* Start DATASET CONTENT *
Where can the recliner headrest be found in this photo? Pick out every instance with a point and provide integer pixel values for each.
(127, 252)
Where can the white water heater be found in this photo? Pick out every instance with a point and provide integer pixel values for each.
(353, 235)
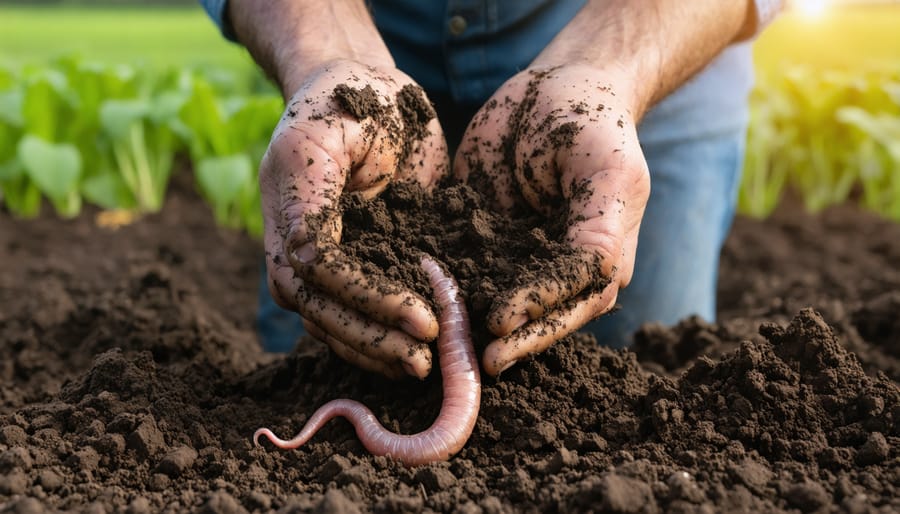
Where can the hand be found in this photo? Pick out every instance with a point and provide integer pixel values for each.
(552, 138)
(343, 131)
* End DATASET CONTENT *
» STATED GOAL
Return the lines above word for word, leaving out the pictures.

» TASK SOLUTION
Where can the recliner headrest be found in this photo? Pick out every instance with a point and provide integer pixel values for each.
(127, 252)
Where can the white water heater be found in this photo? Pick out every instance with a point and provide integer pixel values for each.
(353, 235)
Where can the hand be found in this photo? Pick out every instance with a point and provide integer pixel values for each.
(552, 138)
(343, 131)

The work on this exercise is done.